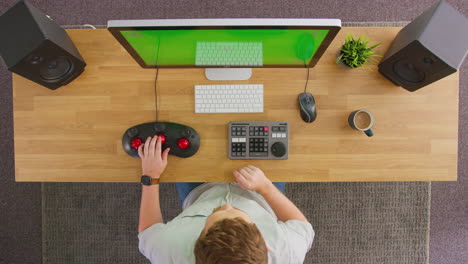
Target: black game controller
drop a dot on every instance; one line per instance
(184, 141)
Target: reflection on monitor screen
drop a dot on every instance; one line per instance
(226, 47)
(220, 43)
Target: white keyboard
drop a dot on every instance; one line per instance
(230, 98)
(229, 54)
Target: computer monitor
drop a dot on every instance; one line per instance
(234, 44)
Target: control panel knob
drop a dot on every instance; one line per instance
(163, 138)
(278, 149)
(183, 143)
(136, 142)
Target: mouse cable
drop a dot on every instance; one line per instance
(308, 73)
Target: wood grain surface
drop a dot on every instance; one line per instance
(74, 133)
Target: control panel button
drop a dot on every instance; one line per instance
(278, 149)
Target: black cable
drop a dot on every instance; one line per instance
(156, 105)
(308, 73)
(156, 93)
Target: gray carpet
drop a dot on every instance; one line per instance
(354, 222)
(20, 203)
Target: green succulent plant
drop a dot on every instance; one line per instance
(355, 53)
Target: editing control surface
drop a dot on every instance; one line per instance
(184, 141)
(258, 140)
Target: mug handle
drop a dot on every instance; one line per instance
(369, 132)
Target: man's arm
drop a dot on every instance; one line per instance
(252, 178)
(153, 164)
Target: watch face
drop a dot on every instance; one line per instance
(145, 180)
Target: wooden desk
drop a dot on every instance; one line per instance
(74, 133)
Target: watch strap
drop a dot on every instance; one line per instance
(154, 181)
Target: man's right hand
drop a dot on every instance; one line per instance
(252, 178)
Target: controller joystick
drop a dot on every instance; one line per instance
(163, 138)
(170, 134)
(136, 142)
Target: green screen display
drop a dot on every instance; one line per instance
(239, 47)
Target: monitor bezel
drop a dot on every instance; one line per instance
(116, 26)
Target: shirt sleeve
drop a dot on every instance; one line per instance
(147, 244)
(299, 236)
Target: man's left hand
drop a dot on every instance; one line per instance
(153, 162)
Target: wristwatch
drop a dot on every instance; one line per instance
(148, 181)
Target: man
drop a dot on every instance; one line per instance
(249, 221)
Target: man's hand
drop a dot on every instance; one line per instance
(153, 162)
(252, 178)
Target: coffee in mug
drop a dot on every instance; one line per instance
(362, 120)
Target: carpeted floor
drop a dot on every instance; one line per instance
(363, 223)
(20, 203)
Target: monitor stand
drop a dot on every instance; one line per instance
(228, 74)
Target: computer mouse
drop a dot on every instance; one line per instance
(305, 47)
(307, 107)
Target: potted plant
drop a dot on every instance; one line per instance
(355, 53)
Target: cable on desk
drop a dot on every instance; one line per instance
(156, 105)
(308, 73)
(156, 93)
(89, 25)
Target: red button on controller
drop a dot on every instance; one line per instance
(163, 138)
(183, 143)
(136, 143)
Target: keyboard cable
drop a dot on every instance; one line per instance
(156, 105)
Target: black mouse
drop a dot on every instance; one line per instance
(307, 107)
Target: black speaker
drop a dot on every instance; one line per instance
(427, 49)
(35, 47)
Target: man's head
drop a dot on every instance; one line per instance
(229, 236)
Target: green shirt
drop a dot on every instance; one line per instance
(174, 242)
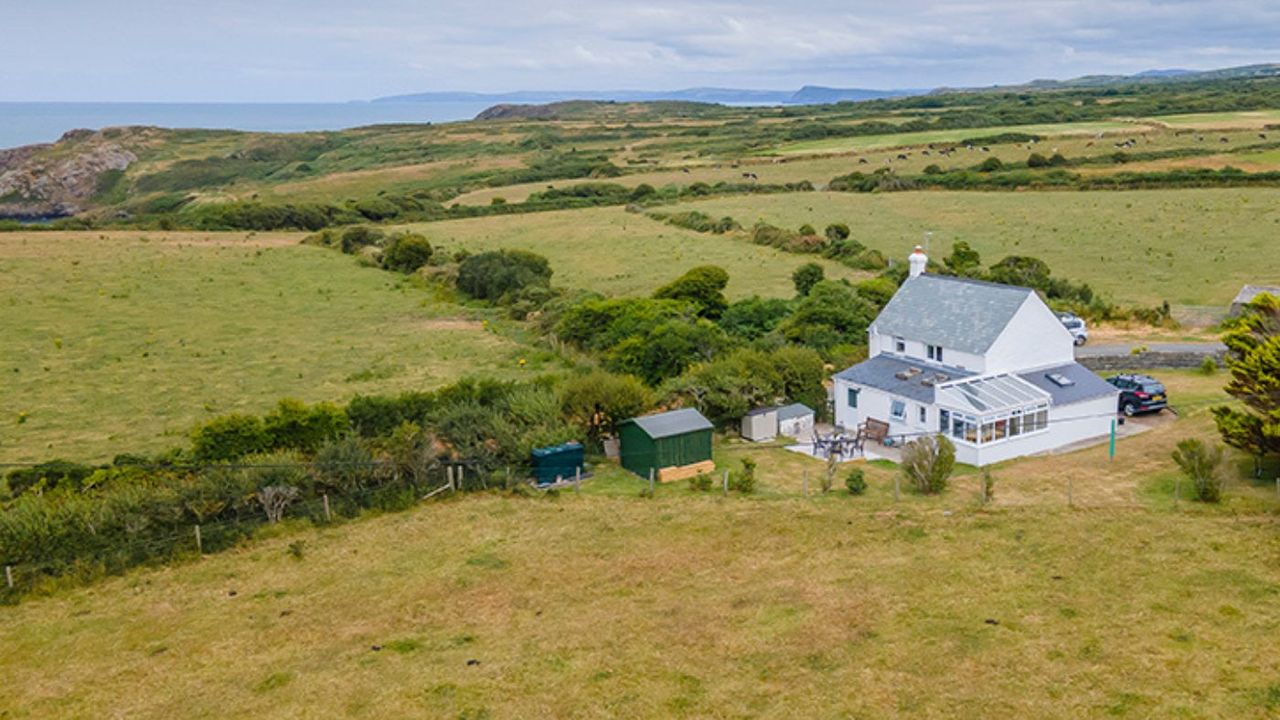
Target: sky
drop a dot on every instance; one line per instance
(338, 50)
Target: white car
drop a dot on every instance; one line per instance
(1077, 326)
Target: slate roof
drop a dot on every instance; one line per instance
(673, 423)
(794, 410)
(1251, 291)
(881, 373)
(1087, 383)
(954, 313)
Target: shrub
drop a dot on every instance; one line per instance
(745, 481)
(855, 482)
(497, 273)
(597, 401)
(229, 437)
(357, 237)
(991, 165)
(1202, 465)
(754, 317)
(293, 425)
(48, 475)
(1208, 367)
(928, 461)
(703, 287)
(807, 276)
(407, 253)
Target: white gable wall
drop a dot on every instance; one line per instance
(1033, 338)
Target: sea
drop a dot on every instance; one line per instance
(26, 123)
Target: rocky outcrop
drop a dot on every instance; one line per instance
(59, 180)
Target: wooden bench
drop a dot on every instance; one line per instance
(872, 429)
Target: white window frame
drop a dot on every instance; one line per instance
(897, 409)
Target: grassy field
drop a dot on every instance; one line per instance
(1185, 246)
(118, 342)
(910, 139)
(693, 605)
(618, 253)
(1206, 121)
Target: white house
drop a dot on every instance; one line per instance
(987, 364)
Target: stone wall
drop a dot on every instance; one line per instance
(1151, 360)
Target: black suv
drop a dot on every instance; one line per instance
(1139, 393)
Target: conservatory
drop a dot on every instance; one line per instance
(984, 411)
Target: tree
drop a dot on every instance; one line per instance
(667, 350)
(754, 317)
(1020, 270)
(598, 401)
(498, 273)
(229, 437)
(702, 286)
(1202, 465)
(807, 276)
(1253, 360)
(928, 461)
(831, 314)
(407, 253)
(963, 259)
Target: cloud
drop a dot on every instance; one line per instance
(336, 49)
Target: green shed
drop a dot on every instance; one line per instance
(666, 440)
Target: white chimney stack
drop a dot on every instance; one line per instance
(918, 261)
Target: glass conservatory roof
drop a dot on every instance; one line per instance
(993, 393)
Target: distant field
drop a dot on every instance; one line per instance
(120, 342)
(693, 605)
(1185, 246)
(617, 253)
(908, 139)
(1242, 119)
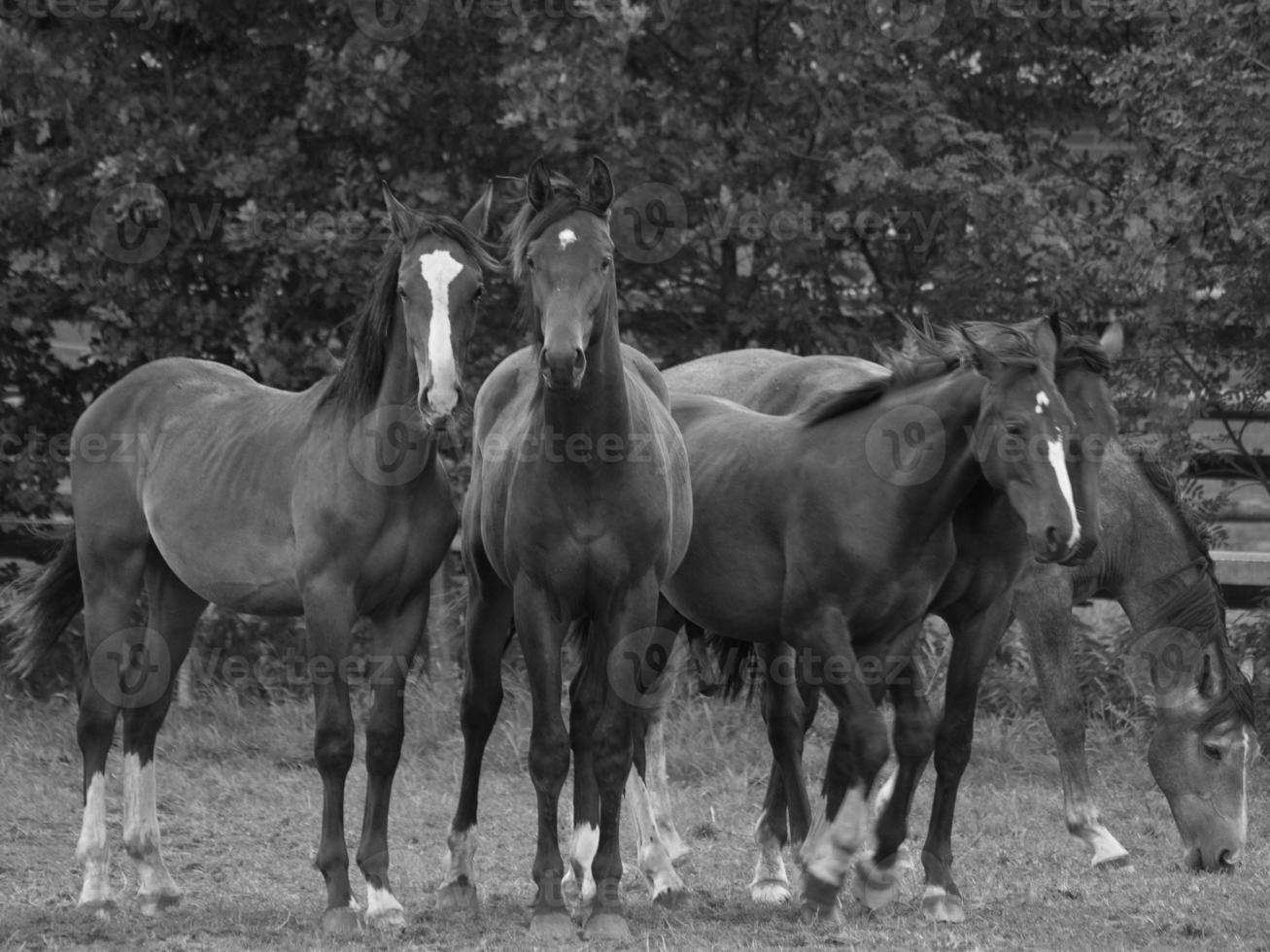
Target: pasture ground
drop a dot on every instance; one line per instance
(239, 807)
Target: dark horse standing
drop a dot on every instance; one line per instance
(579, 507)
(830, 532)
(330, 503)
(992, 549)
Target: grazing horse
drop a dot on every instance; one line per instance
(579, 507)
(330, 503)
(992, 551)
(830, 532)
(1154, 562)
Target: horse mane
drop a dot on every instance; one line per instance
(927, 353)
(1191, 613)
(356, 384)
(529, 224)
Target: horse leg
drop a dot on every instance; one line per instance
(876, 882)
(541, 636)
(329, 616)
(975, 638)
(489, 620)
(612, 739)
(785, 716)
(586, 791)
(648, 746)
(859, 752)
(395, 638)
(174, 611)
(112, 578)
(1047, 622)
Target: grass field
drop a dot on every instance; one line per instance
(239, 806)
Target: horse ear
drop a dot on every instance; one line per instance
(980, 358)
(1211, 682)
(476, 221)
(600, 185)
(1113, 340)
(537, 185)
(400, 219)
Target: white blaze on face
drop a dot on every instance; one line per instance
(439, 269)
(1054, 450)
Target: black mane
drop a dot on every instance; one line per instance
(1202, 608)
(357, 382)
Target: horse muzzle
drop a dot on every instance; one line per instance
(563, 368)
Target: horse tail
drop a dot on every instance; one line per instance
(38, 607)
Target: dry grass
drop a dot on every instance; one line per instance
(239, 805)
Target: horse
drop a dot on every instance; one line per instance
(1154, 561)
(802, 542)
(579, 508)
(991, 553)
(329, 503)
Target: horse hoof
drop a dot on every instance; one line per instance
(905, 860)
(874, 886)
(1114, 864)
(340, 923)
(770, 893)
(386, 920)
(943, 906)
(670, 897)
(458, 897)
(607, 926)
(154, 902)
(553, 924)
(813, 913)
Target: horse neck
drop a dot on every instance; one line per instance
(399, 385)
(1143, 558)
(955, 397)
(601, 404)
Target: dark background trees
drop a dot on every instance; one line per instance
(202, 179)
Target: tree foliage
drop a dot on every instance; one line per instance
(202, 179)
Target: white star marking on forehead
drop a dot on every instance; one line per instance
(438, 269)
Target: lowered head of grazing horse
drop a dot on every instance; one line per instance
(1204, 739)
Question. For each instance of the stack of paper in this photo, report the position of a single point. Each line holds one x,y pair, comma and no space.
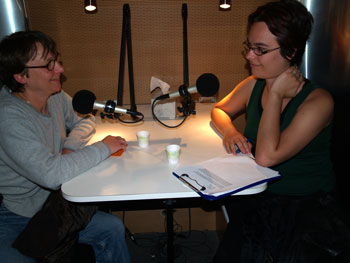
222,176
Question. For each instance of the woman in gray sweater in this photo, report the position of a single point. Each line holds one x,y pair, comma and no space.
37,154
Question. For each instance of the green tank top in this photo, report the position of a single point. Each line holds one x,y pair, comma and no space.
311,169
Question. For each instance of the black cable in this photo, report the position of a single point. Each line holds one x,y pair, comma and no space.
155,117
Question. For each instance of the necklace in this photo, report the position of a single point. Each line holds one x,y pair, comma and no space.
21,96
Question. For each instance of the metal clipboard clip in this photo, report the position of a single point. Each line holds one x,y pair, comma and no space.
202,188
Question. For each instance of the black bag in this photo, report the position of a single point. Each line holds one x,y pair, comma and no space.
52,233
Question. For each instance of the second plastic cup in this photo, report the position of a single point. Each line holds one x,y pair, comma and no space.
173,153
143,138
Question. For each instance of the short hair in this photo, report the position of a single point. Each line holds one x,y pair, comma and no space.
16,50
290,22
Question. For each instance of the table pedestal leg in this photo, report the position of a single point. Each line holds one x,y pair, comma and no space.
170,230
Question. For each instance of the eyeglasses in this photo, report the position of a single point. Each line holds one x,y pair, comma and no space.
50,65
259,51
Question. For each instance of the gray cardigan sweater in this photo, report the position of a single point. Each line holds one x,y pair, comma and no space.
31,162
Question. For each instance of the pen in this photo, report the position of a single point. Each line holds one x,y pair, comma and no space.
239,150
250,155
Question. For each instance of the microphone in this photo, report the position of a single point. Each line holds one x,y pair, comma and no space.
84,101
206,85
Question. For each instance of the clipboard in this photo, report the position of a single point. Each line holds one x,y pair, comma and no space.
223,176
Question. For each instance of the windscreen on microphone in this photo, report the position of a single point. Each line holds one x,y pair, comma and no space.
83,101
207,84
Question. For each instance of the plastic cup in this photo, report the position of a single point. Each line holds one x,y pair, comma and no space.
143,138
173,153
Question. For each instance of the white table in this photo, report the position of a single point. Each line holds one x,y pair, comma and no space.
144,174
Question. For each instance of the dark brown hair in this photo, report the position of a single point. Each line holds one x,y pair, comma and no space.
16,50
290,22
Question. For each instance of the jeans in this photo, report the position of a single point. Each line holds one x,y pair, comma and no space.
105,233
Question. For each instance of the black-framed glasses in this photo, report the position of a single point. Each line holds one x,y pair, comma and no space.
49,66
259,51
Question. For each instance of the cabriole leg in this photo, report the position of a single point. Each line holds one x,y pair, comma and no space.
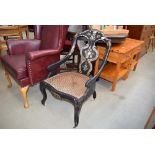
24,91
43,91
77,109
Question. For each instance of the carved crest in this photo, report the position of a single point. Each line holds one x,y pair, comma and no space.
89,52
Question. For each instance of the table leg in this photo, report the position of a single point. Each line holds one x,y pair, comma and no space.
116,76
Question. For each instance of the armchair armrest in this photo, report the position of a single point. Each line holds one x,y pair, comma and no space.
22,46
57,64
41,53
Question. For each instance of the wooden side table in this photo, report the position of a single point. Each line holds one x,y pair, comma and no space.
122,59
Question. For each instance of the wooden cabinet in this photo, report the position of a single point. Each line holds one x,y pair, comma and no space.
141,32
122,59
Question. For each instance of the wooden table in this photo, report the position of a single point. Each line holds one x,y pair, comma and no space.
122,59
14,31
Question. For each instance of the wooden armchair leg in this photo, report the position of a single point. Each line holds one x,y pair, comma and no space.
7,76
24,91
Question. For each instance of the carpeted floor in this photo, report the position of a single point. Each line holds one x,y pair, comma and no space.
128,107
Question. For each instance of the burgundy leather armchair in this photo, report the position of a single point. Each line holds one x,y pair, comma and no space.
27,60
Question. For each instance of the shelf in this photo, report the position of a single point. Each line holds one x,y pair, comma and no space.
109,72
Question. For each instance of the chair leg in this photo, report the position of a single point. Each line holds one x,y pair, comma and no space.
24,91
7,76
43,91
94,95
77,109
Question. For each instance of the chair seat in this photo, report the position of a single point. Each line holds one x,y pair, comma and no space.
71,83
17,70
3,47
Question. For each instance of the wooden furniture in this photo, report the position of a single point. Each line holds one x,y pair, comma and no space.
11,32
77,87
122,59
141,32
150,124
27,60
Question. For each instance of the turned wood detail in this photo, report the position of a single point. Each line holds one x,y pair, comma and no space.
24,91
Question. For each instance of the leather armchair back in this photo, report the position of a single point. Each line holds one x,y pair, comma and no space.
51,36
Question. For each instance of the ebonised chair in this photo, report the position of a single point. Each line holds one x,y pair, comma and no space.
76,87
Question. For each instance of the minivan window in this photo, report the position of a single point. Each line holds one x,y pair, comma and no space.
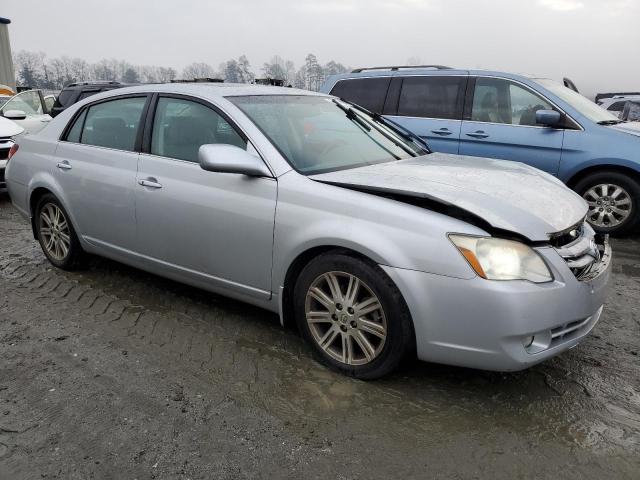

TASK PROMPT: Would you copy every line of the entries in which "computer" appears?

WRITTEN ANSWER:
Target: computer monitor
Target: computer mouse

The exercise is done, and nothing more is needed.